*Task*
Which lines in the entries below contain the string "iron"? Show each of those lines in full, treating uppercase and lowercase as different.

*Stored records*

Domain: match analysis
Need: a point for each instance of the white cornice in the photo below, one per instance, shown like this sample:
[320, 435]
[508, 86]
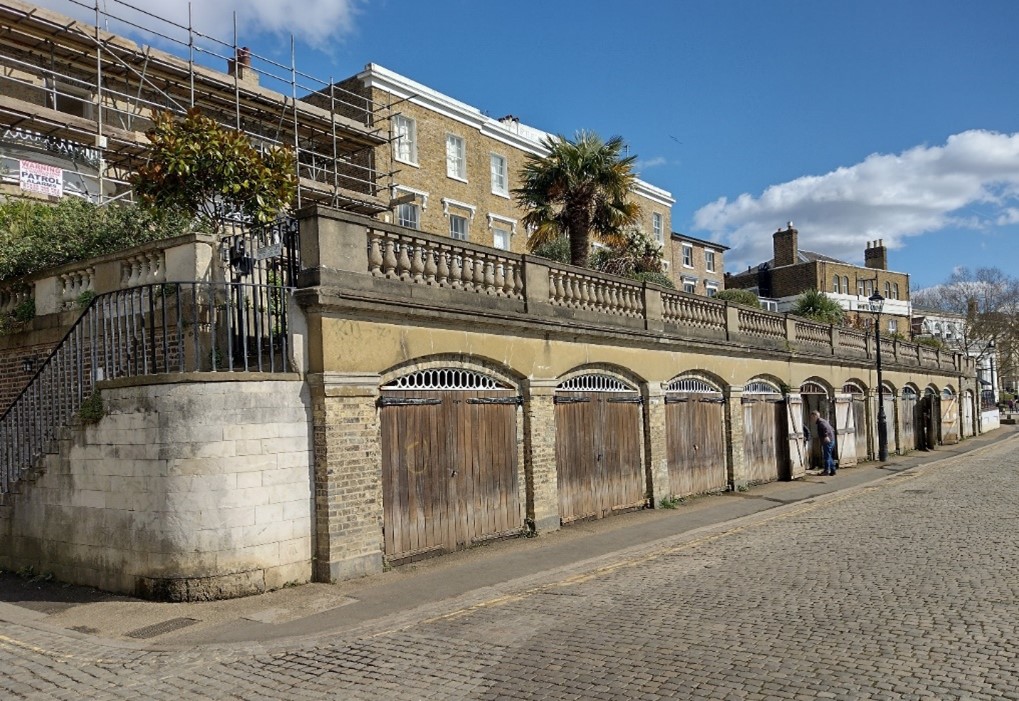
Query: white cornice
[492, 218]
[447, 203]
[404, 88]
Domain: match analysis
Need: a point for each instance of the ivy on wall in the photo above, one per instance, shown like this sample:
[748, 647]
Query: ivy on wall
[36, 235]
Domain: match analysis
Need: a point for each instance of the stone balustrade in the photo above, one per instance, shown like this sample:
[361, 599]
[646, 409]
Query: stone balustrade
[341, 250]
[686, 310]
[181, 259]
[423, 260]
[594, 292]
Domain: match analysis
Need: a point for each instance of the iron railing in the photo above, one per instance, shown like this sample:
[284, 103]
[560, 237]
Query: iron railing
[174, 327]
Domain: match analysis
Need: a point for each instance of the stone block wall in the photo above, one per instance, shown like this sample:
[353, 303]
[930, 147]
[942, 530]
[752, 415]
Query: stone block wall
[181, 491]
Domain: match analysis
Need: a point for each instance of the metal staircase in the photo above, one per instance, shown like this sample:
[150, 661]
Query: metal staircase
[173, 327]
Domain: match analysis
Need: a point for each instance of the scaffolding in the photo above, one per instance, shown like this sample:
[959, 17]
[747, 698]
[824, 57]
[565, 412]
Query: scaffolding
[87, 96]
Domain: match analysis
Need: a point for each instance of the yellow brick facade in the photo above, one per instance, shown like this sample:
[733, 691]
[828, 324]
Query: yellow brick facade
[437, 195]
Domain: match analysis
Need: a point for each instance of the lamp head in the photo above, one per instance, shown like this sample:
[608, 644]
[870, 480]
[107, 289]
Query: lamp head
[876, 303]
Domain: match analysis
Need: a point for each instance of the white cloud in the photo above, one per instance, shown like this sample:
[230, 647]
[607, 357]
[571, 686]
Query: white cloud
[649, 163]
[970, 181]
[316, 22]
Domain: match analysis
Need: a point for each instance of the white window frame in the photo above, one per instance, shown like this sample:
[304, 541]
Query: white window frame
[500, 189]
[467, 227]
[688, 256]
[403, 220]
[456, 157]
[497, 222]
[405, 127]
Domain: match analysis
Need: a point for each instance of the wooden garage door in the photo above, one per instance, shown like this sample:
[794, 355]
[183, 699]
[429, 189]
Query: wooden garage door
[695, 431]
[598, 452]
[449, 476]
[950, 418]
[765, 443]
[908, 419]
[858, 403]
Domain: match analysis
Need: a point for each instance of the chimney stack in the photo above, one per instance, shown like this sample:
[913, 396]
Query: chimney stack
[242, 66]
[875, 255]
[787, 246]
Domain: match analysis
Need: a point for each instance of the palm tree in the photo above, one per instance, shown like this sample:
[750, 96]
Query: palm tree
[817, 306]
[580, 190]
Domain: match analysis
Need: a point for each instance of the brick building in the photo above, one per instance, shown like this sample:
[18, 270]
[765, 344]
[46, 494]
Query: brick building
[696, 265]
[453, 168]
[793, 271]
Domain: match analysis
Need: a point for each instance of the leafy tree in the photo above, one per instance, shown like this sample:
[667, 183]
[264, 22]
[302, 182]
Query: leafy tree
[580, 190]
[988, 301]
[739, 297]
[202, 168]
[36, 235]
[817, 306]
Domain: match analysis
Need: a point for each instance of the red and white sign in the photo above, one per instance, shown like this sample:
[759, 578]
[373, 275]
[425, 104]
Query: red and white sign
[46, 179]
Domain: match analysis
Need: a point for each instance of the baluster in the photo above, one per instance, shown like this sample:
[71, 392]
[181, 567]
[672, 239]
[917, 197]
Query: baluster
[374, 257]
[489, 275]
[430, 267]
[442, 271]
[404, 262]
[389, 262]
[456, 270]
[500, 279]
[479, 273]
[417, 264]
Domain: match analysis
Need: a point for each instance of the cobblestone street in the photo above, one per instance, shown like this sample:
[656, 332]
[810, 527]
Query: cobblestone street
[901, 589]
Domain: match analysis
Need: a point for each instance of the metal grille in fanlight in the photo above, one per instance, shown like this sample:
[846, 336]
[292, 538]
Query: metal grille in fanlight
[594, 383]
[691, 384]
[446, 378]
[760, 387]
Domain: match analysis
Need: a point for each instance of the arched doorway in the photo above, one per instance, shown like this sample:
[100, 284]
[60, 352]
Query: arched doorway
[856, 400]
[815, 398]
[949, 417]
[766, 443]
[449, 472]
[909, 402]
[598, 447]
[695, 434]
[968, 415]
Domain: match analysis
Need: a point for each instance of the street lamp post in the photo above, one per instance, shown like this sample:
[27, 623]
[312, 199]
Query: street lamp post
[876, 305]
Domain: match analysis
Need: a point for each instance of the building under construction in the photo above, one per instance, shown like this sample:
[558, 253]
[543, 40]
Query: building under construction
[75, 102]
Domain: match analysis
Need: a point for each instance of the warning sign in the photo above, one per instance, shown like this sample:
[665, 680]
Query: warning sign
[46, 179]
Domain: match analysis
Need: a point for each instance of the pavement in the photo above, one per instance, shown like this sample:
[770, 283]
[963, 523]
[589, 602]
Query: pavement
[315, 611]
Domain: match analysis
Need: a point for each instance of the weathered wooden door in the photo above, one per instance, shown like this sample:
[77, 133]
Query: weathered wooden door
[858, 401]
[967, 415]
[598, 452]
[909, 417]
[449, 473]
[815, 398]
[796, 447]
[695, 434]
[765, 443]
[950, 418]
[845, 429]
[894, 436]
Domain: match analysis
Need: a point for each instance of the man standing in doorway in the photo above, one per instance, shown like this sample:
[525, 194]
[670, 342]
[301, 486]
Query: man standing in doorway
[825, 434]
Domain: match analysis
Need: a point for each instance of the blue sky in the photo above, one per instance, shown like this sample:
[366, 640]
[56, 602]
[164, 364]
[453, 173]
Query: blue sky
[855, 120]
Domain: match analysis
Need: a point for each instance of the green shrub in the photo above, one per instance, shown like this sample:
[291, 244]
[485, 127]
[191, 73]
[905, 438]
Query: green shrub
[739, 297]
[92, 410]
[36, 235]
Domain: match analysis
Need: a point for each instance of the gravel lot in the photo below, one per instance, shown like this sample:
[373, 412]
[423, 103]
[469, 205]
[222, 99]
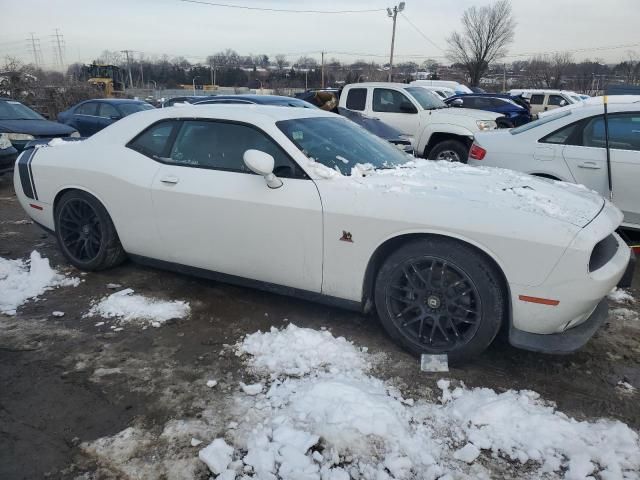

*The result*
Need: a point for each instance of the iron railing in the photo above, one per instance, shown like this sample:
Query: iron railing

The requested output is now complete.